◆ **Task prompt**
Copy the part of the patent drawing descriptions below from "[0039] FIG. 5" up to and including "electroactive polymer.".

◆ **Text provided**
------------

BRIEF DESCRIPTION OF THE DRAWINGS
[0032] The present invention will now be described in more detail
in relation to the enclosed 5 drawings, in which:
[0033] FIG. 1 shows a portable device in the form of a schematic
cell phone 10.
[0034] FIG. 2 shows a schematic diagram of the relevant parts of
the cell phone 10 in FIG. 1.
[0035] FIG. 3a shows the cell phone 10 in FIG. 1 provided with a
first schematic exemplifying tactile touchscreen 20a having a first
exemplifying electroactive touch-surface 22a.
[0036] FIG. 3b shows a section of the cell phone 10 and the first
tactile touchscreen 20a, seen in the direction indicated by the
arrows A-A in FIG. 3a.
[0037] FIG. 3c shows the actuator 30a in FIG. 3b in an exemplifying
contracted state.
[0038] FIG. 4 shows a section of the cell phone 10 provided with a
second schematic and exemplifying tactile touchscreen 20b, seen in
the direction indicated by the arrows A-A in FIG. 3a.
[0039] FIG. 5 shows a section of the cell phone 10 provided with a
third schematic and exemplifying tactile touchscreen 20c, seen in
the direction indicated by the arrows A-A in FIG. 3a.
[0040] FIG. 6a shows the cell phone 10 in FIG. 1 provided with a
second schematic exemplifying touch-surface 22b made of an
electroactive polymer.
[0041] FIG. 6b shows a section of the cell phone 10 and the second
touch-surface 22b, seen in the direction indicated by the arrows
A-A in FIG. 6a.
[0042] FIG. 7 shows a flowchart of an exemplifying operation of a
tactile touchscreen according to an embodiment of the present
invention.
[0043] FIG. 8 shows a CD ROM on which program code for executing
the method according to the invention is provided.

------------

Excerpts from a detection dataset
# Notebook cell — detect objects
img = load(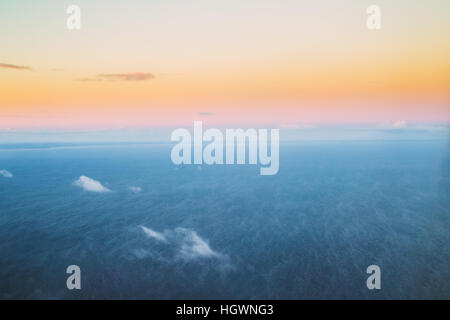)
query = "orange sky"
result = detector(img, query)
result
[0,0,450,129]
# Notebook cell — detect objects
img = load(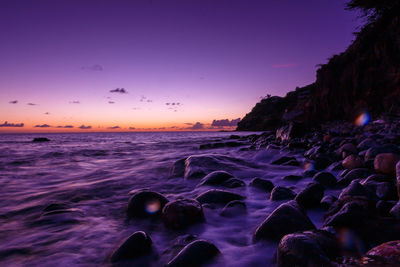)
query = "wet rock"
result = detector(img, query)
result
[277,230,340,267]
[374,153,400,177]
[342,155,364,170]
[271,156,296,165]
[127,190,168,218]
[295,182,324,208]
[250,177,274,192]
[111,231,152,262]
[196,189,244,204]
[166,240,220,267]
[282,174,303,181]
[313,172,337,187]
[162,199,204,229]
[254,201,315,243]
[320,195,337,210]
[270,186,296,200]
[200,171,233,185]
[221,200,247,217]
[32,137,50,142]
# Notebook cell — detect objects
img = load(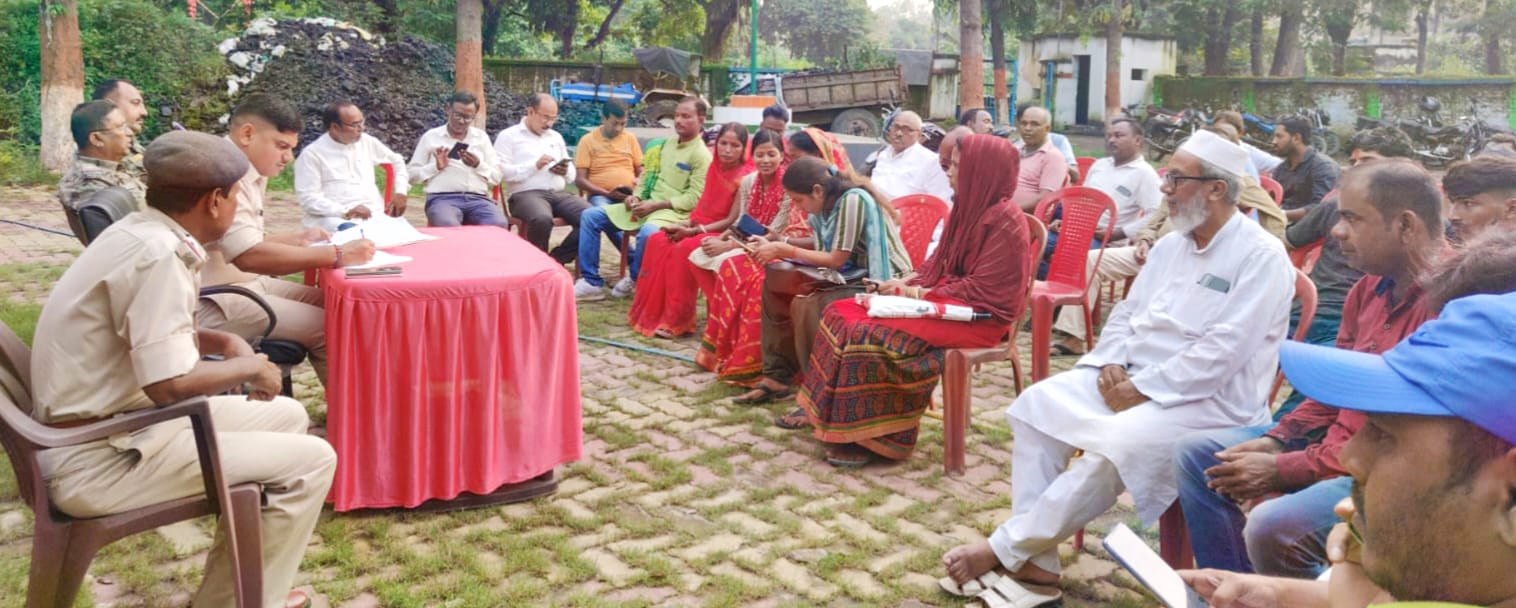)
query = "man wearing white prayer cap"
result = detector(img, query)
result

------------

◆ **Output of the task**
[0039] FIG. 5 shows a section of the cell phone 10 provided with a
third schematic and exemplifying tactile touchscreen 20c, seen in
the direction indicated by the arrows A-A in FIG. 3a.
[0040] FIG. 6a shows the cell phone 10 in FIG. 1 provided with a
second schematic exemplifying touch-surface 22b made of an
electroactive polymer.